Re: [Documentation] State of CPU controller in cgroup v2

From: Andy Lutomirski
Date: Mon Sep 05 2016 - 13:38:26 EST


On Sat, Sep 3, 2016 at 3:05 PM, Tejun Heo <tj@xxxxxxxxxx> wrote:
> Hello, Andy.
>
> On Wed, Aug 31, 2016 at 02:46:20PM -0700, Andy Lutomirski wrote:
>> > Consider a use case where the user isn't interested in fully
>> > accounting and dividing up system resources but wants to just cap
>> > resource usage from a subset of workloads. There is no reason to
>> > require such usages to fully contain all processes in non-root
>> > cgroups. Furthermore, it's not trivial to migrate all processes out
>> > of root to a sub-cgroup unless the agent is in full control of boot
>> > process.
>>
>> Then please also consider exactly the same use case while running in a
>> container.
>>
>> I'm a bit frustrated that you're saying that my example failure modes
>> consist of shooting oneself in the foot and then you go on to come up
>> with your own examples that have precisely the same problem.

(Extracted records)
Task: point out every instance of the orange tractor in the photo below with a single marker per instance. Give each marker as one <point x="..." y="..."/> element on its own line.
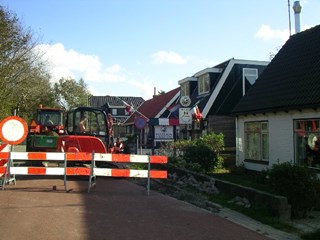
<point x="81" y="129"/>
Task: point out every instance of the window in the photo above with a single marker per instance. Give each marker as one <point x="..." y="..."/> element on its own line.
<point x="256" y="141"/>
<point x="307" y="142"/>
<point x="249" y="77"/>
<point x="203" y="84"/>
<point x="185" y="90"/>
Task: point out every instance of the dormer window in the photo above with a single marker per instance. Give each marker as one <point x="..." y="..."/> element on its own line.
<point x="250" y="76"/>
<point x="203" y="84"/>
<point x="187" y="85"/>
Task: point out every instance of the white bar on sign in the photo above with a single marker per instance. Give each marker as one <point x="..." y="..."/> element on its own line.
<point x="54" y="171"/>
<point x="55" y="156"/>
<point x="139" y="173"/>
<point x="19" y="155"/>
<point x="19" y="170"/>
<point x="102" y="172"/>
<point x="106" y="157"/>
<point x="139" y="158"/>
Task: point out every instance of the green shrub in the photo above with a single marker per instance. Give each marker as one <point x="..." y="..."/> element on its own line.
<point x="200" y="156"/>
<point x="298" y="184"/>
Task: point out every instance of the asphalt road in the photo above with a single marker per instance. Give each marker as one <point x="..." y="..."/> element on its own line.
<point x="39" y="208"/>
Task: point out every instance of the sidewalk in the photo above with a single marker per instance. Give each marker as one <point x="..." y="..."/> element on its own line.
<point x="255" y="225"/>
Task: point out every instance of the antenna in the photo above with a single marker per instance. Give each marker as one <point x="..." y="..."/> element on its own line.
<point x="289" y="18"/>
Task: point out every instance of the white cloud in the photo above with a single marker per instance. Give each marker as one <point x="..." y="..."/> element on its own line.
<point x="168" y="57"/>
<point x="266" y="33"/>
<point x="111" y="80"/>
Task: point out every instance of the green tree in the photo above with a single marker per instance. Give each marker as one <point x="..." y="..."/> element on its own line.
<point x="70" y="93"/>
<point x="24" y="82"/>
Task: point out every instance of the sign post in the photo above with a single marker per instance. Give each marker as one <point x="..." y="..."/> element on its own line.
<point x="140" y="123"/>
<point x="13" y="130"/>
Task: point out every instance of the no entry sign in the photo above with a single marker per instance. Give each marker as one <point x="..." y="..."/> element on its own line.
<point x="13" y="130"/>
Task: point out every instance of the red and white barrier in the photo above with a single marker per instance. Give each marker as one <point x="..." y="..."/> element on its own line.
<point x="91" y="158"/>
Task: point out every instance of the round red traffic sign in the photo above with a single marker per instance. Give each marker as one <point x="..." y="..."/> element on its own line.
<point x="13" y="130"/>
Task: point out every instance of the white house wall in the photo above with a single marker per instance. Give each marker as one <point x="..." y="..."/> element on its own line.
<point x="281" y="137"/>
==
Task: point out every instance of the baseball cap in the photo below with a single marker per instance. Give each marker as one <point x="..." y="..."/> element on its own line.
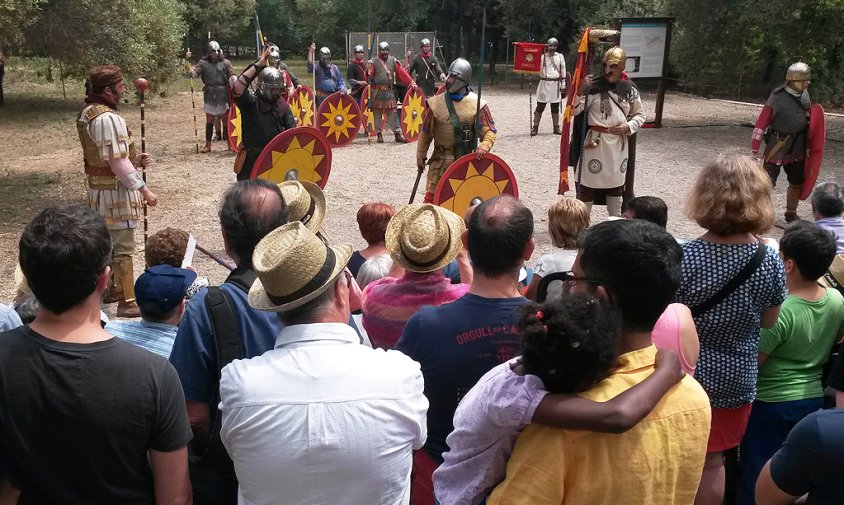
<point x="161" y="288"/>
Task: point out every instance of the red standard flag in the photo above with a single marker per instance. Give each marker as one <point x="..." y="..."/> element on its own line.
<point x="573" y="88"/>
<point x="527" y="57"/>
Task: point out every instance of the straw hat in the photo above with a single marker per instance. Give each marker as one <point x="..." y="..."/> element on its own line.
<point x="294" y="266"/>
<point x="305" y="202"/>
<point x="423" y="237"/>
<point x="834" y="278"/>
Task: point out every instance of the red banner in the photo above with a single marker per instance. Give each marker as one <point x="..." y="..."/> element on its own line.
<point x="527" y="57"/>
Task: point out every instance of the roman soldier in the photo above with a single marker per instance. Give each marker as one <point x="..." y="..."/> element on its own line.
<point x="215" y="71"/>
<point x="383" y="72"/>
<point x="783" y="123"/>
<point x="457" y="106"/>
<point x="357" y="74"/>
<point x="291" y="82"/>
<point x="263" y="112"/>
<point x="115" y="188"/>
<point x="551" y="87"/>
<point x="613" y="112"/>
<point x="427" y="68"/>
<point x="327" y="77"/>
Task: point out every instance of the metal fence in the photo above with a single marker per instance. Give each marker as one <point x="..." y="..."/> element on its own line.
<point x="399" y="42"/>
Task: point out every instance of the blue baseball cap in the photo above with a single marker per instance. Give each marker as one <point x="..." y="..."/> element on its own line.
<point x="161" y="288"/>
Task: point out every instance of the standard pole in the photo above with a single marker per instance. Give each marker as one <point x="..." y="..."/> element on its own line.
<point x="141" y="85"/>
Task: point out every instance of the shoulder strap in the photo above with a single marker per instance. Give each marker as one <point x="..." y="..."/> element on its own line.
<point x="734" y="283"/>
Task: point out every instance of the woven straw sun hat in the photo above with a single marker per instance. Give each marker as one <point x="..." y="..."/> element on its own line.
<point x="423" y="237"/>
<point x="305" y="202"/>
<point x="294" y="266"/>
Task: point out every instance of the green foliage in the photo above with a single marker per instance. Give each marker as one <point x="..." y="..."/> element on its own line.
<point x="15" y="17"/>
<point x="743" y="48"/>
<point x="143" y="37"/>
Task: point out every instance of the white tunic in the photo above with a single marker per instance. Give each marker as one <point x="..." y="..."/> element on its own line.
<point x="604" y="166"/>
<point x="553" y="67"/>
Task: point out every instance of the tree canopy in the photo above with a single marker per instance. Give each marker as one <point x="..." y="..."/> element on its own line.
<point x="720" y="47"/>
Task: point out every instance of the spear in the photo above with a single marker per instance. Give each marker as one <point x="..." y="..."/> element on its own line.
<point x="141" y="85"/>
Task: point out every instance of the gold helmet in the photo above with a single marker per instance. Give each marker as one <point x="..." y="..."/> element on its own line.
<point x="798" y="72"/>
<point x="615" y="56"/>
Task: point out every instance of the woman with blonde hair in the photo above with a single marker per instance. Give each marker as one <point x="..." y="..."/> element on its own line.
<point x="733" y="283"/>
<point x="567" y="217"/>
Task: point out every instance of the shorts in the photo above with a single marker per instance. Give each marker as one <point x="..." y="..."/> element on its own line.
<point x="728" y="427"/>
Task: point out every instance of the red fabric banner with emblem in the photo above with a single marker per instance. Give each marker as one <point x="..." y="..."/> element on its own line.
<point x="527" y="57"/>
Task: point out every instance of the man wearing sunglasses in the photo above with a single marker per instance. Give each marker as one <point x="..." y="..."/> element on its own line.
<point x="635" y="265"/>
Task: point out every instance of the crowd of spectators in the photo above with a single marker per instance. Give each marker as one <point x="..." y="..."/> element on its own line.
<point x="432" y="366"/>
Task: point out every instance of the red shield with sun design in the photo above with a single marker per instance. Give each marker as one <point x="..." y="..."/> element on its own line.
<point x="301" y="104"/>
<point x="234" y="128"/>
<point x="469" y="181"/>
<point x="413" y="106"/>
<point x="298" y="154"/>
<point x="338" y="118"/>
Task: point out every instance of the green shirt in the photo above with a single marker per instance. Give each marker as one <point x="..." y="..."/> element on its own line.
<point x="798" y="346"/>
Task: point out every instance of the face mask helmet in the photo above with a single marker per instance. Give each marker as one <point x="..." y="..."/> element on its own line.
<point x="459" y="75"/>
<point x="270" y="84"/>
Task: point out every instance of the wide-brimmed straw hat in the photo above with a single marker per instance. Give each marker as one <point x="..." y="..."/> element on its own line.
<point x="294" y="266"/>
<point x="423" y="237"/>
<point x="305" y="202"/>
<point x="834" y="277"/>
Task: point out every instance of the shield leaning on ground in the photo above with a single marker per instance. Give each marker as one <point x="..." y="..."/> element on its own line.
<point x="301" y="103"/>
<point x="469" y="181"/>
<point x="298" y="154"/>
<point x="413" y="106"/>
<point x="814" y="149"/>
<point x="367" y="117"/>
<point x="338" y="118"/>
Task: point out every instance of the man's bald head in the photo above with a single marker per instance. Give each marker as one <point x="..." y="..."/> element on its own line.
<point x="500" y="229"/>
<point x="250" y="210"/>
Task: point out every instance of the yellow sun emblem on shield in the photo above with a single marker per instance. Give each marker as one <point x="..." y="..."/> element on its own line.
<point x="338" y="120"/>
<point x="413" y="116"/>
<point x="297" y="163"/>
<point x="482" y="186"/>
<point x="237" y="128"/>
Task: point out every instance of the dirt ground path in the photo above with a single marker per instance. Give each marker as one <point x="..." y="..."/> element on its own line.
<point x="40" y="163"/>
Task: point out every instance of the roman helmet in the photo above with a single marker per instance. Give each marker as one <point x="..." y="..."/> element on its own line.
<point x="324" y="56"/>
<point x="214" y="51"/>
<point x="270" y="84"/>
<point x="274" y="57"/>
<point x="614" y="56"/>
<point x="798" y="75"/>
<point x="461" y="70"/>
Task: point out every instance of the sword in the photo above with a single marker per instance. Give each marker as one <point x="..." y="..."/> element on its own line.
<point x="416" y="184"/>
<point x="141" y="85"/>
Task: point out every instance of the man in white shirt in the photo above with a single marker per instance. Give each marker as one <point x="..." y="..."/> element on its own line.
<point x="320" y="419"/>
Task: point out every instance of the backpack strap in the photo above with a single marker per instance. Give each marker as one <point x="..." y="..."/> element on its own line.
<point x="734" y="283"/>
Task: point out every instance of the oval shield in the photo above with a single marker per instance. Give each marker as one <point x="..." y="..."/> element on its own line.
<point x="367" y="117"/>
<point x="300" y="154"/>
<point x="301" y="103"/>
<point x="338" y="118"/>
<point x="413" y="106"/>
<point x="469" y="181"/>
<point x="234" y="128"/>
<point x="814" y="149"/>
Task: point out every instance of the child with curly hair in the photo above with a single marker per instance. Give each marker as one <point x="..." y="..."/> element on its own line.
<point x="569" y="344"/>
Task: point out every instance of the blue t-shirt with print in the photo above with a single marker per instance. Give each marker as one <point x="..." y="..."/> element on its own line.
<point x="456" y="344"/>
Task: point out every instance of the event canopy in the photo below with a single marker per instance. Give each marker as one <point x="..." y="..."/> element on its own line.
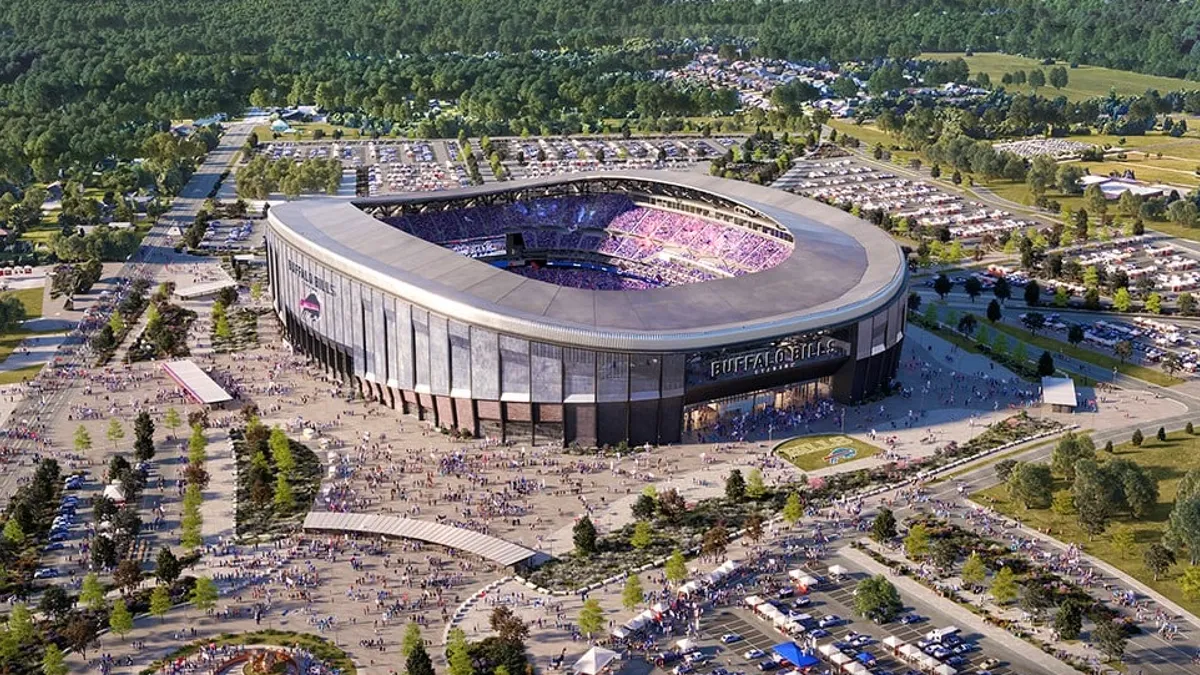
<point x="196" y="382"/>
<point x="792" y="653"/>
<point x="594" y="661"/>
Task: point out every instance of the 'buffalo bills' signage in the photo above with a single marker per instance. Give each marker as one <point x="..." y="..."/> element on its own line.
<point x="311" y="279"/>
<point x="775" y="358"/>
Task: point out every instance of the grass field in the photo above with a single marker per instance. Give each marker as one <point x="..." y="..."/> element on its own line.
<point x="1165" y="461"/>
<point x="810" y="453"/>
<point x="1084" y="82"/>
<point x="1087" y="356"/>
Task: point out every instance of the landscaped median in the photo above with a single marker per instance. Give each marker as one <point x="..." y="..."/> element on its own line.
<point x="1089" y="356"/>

> **Short exercise A**:
List every calendar date mentioned in the cgroup v2 CPU controller thread.
> **Short exercise B**:
Pick up the cgroup v2 CPU controller thread after its final sentence and write what comes next.

> **Exercise answer A**:
Mon Sep 05 2016
Sat, Sep 3, 2016
Wed, Aug 31, 2016

> **Exercise answer B**:
>
> You have a point, which is
>
> The system-root and namespace-roots are not symmetric.
>
> and that's a valid concern. Here's why the system-root is special.
>

[...]

>
> Now, due to the various issues with direct competition between
> processes and cgroups, cgroup v2 disallows resource control across
> them (the no-internal-tasks restriction); however, cgroup v2 currently
> doesn't apply the restriction to the system-root. Here are the
> reasons.
>
> * It doesn't bring any practical benefits in terms of implementation.
> As noted above, all controllers already have to allow uncontained
> consumptions in the system-root and that's the only attribute
> required for the exemption.
>
> * It doesn't bring any practical benefits in terms of capability.
> Userland can trivially handle the system-root and namespace-roots in
> a symmetrical manner.

Your idea of "trivially" doesn't match mine. You gave a use case in
which userspace might take advantage of root being special. If
userspace does that, then that userspace cannot be run in a container.
This could be a problem for real users. Sure, "don't do that" is a
*valid* answer, but it's not a very helpful answer.

>
> * It's an unncessary inconvenience, especially for cases where the
> cgroup agent isn't in control of boot, for partial usage cases, or
> just for playing with it.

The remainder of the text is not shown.